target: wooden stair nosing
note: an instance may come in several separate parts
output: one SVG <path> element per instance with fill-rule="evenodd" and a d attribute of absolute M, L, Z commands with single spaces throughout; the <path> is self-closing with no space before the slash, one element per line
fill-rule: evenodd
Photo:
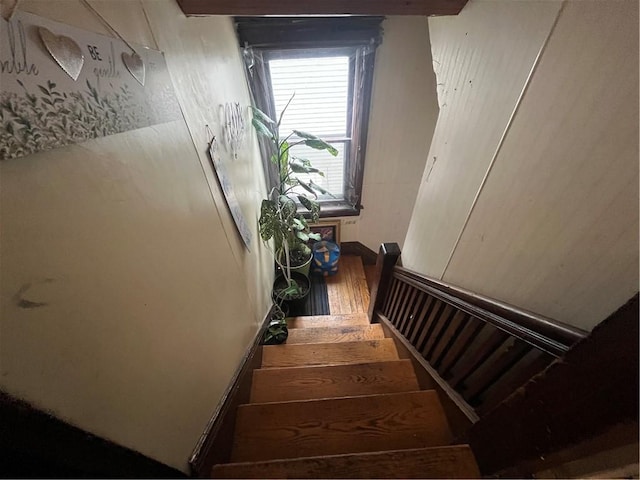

### WORK REQUEST
Print the material above once more, exactly, minus the pictures.

### EXERCISE RESULT
target: wooden stair nosing
note: an instance may come in several separate parts
output: one SVG <path> element per instance with fill-rule="evenodd" and a d attribute of absolute M, L, Z commands with single spaces throughout; the <path> is self-closing with no space before the slash, one element per line
fill-rule: evenodd
Photo:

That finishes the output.